* **DIRECTIVE**:
Can you print the data exactly and leave out each image?
--- start of MATERIAL FOR THIS TASK ---
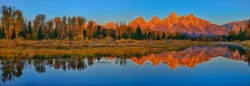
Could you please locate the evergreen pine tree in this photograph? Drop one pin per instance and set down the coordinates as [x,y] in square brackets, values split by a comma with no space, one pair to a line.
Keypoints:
[40,33]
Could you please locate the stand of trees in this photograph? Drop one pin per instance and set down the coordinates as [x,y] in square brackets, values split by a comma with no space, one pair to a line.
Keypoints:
[14,26]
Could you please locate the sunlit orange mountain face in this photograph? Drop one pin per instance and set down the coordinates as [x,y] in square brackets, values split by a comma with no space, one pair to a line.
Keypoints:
[189,24]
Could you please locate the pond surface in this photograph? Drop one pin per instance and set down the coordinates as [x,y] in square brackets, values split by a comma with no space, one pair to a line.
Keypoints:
[204,65]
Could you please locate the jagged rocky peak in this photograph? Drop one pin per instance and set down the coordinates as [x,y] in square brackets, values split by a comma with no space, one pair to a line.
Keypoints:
[140,19]
[155,20]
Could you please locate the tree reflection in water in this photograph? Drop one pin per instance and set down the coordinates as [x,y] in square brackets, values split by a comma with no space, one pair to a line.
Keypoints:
[11,68]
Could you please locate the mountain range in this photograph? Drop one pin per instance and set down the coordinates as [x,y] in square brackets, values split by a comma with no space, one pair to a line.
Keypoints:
[186,24]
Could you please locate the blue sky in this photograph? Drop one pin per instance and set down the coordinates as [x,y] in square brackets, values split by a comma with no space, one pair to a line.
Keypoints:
[103,11]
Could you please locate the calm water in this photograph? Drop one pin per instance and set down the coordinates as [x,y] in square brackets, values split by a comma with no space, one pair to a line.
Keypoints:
[207,65]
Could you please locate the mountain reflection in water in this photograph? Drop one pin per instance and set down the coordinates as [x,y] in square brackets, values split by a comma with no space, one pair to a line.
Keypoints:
[12,68]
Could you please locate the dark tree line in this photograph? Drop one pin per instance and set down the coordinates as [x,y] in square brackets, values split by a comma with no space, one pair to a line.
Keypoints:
[14,26]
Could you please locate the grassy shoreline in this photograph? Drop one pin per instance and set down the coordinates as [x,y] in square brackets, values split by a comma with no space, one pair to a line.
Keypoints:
[89,48]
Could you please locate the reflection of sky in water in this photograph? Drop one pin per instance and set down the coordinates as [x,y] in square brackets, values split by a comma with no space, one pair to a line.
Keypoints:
[217,71]
[191,66]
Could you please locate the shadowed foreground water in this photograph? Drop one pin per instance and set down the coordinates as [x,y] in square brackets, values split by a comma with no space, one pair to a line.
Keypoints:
[206,65]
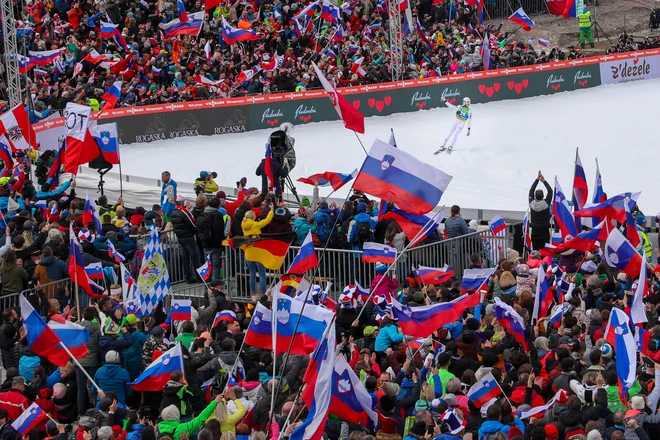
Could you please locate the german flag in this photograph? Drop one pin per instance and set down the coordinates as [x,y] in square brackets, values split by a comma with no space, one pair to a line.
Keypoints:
[267,249]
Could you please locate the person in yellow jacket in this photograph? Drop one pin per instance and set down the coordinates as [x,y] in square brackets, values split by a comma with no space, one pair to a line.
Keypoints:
[221,413]
[252,227]
[584,21]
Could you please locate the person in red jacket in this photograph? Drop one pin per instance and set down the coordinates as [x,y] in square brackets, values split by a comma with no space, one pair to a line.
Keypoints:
[14,400]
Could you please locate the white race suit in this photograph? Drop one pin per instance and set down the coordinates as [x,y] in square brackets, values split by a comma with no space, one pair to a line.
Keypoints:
[463,114]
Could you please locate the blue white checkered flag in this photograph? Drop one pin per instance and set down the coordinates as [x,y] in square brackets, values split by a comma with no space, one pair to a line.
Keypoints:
[153,279]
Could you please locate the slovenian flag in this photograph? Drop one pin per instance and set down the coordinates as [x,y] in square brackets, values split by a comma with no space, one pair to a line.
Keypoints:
[223,316]
[181,310]
[396,176]
[378,253]
[157,374]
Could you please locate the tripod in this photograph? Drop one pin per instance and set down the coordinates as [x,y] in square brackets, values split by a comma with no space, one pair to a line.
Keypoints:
[286,182]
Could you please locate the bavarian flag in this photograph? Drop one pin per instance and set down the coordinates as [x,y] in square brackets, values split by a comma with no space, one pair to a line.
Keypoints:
[267,249]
--- end of MATERIAL FOR THIS TASK ---
* **OUTPUT**:
Could you please locate the evergreen pine tree in this photograph? Drop one pin per instance and set down the coordinates as [x,y] in square brackets, values split by a comma with no space, one pair to a line.
Keypoints:
[40,33]
Could you please locate the stand of trees in this photograph? Drop one pin per instance and set down the coordinates as [x,y] in square brackets, values split by a comma with no space, one pair to a line.
Keypoints:
[14,26]
Could you please locate the sunlit orange mountain face in this photograph? Drop one pin per instance and set down the coordinates as [x,y] in square brackets, values split by a comma with no space, one pair to a line.
Keypoints:
[189,24]
Could you please locate the pond surface in this photograph? Drop one pin per instance and set down the coordinates as [x,y] in square brackets, values split by a comma with no space, one pair to a line.
Keypoints:
[204,65]
Could you please locate the jagged rocky peak in this photograph? Drop one pin per instance and set down the coordinates as [x,y] in square brackets, values split by a comma with no space, one pair to a line.
Keypoints:
[140,19]
[155,20]
Could you please locate the tree reflection in water in this photograph? Drop one pin per instance and set down the coordinates as [x,y] in square brackets, values split by a comma with no space, one pair to a line.
Keypoints:
[11,68]
Could you please locate the mountain range in this photograph? Drop one pin per instance and set down the coordinates as [x,y] in square brackets, values split by a comma with no space, one pair to a line.
Keypoints:
[186,24]
Could you please locate the blue sky in this photograph? Drop one pin per instance and set down the coordinates as [x,y] in square brackets, values split by a comma with no space, one pair to a line.
Keypoints:
[103,11]
Could you please locate the calm water in this photograph? Drop one pin per instance and set down the coordinates as [x,y] in square brackets, values split by a comma with no space, one pair to a line.
Keypoints:
[207,65]
Could you please locate the mountain reflection in water in this photograph? Drop one pin per instance and set down the coordinates as [x,y] in square brackets, values split by a comma with no space, one pair to a line.
Keypoints:
[12,68]
Could you please locate the dark tree line in this photograph? Drop one pin per instance and set down the coordinates as [x,y] in square brackets, values split by a comma with no space, one pair to a line.
Keypoints:
[14,26]
Could you please locate the grassy shoreline in this photograph? Drop one pin per instance and set down the coordinates as [x,y] in square brackets, values split by a comma with no space, one pair to a line.
Keypoints:
[89,48]
Could you please locate the reflection of sky in water in this photograph? Drop one pin per instance and set down the coordinates as [x,y] in square brackets, values split by a comma with no space, one pair to a line.
Keypoints:
[217,71]
[191,66]
Could you please locate the shadowed foreground water in this photograph? Drop one pin per instance and set down the coordinates as [x,y] in square brackets, values split by a comma with no space, one pair to a line.
Keypoints:
[206,65]
Could you please locate the german flag in this photograph? Drop one pin per instance and set down the coordinates as [x,y] in square brackets, values split by a comma with no space, one pair to a line.
Keypoints:
[267,249]
Could you please locate the person in yellow jacket in this photograph? Drop one pin per instance and set down the coordinates as [x,y] in square brackets, values split by a comma with no space, one pair to a line.
Keypoints:
[221,413]
[252,227]
[584,21]
Could you please locate the person in red jacket in this photograph? Drop one pin per instance and set down the coordinates as [x,y] in square brackets, values split by a comma with no space, one pair to a line.
Keypoints:
[14,400]
Could you please locate the white race suit in this photograph? Drop one pin per instance and set down the coordinates as [x,y] in square brackets, values split by a comma with no space, one pair to a line.
Keypoints:
[463,114]
Could you please locate the blue white checkered flag in this photograph? Drop one pin per instance and set down the coordinates as [x,y] in square brackets, values split by a comma with no space, one pair to a line.
Keypoints:
[153,279]
Could you please locate the slovenian flag in this photograph? Drop one pin per instance and set down the coordinates as [x,y] in square brackets, values split by a comma with no space, one pair to a line.
Keypoints:
[223,316]
[181,310]
[396,176]
[378,253]
[157,374]
Could you please locate the tripod in this photograph? Drop one pin per instance and set down the coordinates as [x,y] in square brackets, values split by a comma with no space, one pair to a line.
Keypoints:
[286,182]
Could you please locate the bavarian flag in this photograph? Drop one pin per instance and set down the coordinates as [x,y] in square brackets, values split by a comma with no space, one pair to a line.
Keypoints:
[267,249]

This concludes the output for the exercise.